*KUTIPAN*
----

Karya tulis Munawir yang pertama terbit tahun 1950 berjudul Mungkinkah Negara Indonesia Bersendikan Islam (80 halaman). Buku itu dicetak 5000 eksemplar dan dalam 4 bulan habis. Lewat buku itulah dia dapat berkenalan dengan Bung Hatta, Wakil Presiden RI pertama (lewat penyalur bukunya, Zein Jambek, ipar Hatta, direktur toko buku Tintamas Jakarta). Atas jasa baik Hatta, Munawir diterima jadi pegawai negeri di Deplu. Karya Munawir lainnya adalah Islam dan Tata Negara, Ajaran, Sejarah dan Pemikiran, “Reaktualisasi Ajaran Islam” dalam Polemik Reaktualisasi Ajaran Islam, dan “Dari Lembah Kemiskinan” dalam Kontekstualisasi Ajaran Islam, 70 Tahun Prof. Dr. H. Munawir Sjadzali, MA. 

Atas permintaan Dekan Fakultas Pascasarjana IAIN (sekarang UIN) Syarif Hidayatullah Jakarta, sejak tahun 1988 Munawir mengajar mata kuliah Islam dan Tata Negara di Pascasarjana IAIN Syarif Hidayatullah Jakarta. Begitu pula atas permintaan Dekan Fakultas Syari’ah IAIN Sunan Kalijaga (pada saat dipimpin oleh Drs. H. Zarkasyi Abd. Salam) Munawir memberikan ceramah Islam dan Tata Negara di IAIN Sunan Kalijaga (sekarang UIN Sunan Kalijaga). Pada tahun 1994 IAIN Syarif Hidayatullah menganugerahi Munawir Doktor Honoris Causa. Di samping itu beliau juga pernah menjadi Lektor Tamu pada Institute of Islamic Studies McGill University, Canada (Maret-Mei 1994), dan Universitas Leiden, Belanda (April 1995).

----

*DATA TERCATAT*
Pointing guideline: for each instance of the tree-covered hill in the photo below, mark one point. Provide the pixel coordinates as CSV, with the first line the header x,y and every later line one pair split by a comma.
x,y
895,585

----

*SOAL*
Lanjutkan kutipan tentang Munawir Sjadzali, dimulai sesudah kalimat terakhirnya.

*JAWABAN TERTULIS*
B. Kontekstualisasi Ajaran Islam dan Latar Belakangnya 

Dalam tiga dekade ini, di Indonesia banyak bermunculan istilahistilah yang dipergunakan oleh para pemikir Muslim dan para pengamat sosial-keagamaan Islam untuk menggarisbawahi perlunya meneliti dan mencermati kembali prinsip-prinsip dasar, nilai-nilai dan norma-norma keislaman yang hendak dihidupkan kembali dalam era modernitas. Istilah-istilah itu antara lain adalah reinterpretasi (penafsiran ulang), reaktualisasi (mengangkat dan menghidupkan kembali), reorientasi (memikirkan kembali), revitalisasi (membangkitkan kembali), kontekstualisasi (mempertimbangkan konteks kehidupan social budaya), membumikan Islam, dan istilah-istilah lain yang masih mempunyai kandungan makna yang relatif sama seperti Islam transformatif, Islam intelektual, dan Islam substansial.

Munawir Syazali dalam berbagai tulisannya, selain menggunakan istilah kontekstualisasi juga menggunakan istilah reaktualisasi. Reaktualisasi dalam kamus besar bahasa Indonesia dimaknai sebagai “proses, cara, perbuatan mengaktualisasikan kembali; penyegaran dan pembaruan nilai-nilai kehidupan masyarakat”. 

Selain itu, kata reaktualisasi berasal dari bahasa Inggris actual yang berarti sebenarnya atau sesungguhnya, dan actualize yang berarti mewujudkan dan melaksanakan.

Kata tersebut di susun dari kata re dan actualize menjadi reaktualization (kata benda) yang berarti menghidupkan kembali atau mewujudkan dan membangun kembali. 

Reaktualisasi ajaran Islam berarti mengaktualkan (menghidupkan) kembali ajaran-ajaran Islam. Dengan demikian, berarti selama ini, Islam tidak aktual atau tidak sejalan dengan kenyataan yang ada, sehingga diperlukan upaya untuk menjadikannya real melalui modifikasi atau reformasi. Selain itu, dapat pula dipahami bahwa ajarannya tidak lagi berjalan secara benar dalam masyarakat, sehingga perlu dibuka lagi untuk kebutuhan hidup sekarang. 

Adapun kontekstualisasi ajaran islam, maka bisa dipahami sebagai upaya atau cara mempertimbangkan konteks kehidupan sosial-budaya masyarakat dalam memahami dan membuat kesimpulan hukum dari sumber ajaran Islam.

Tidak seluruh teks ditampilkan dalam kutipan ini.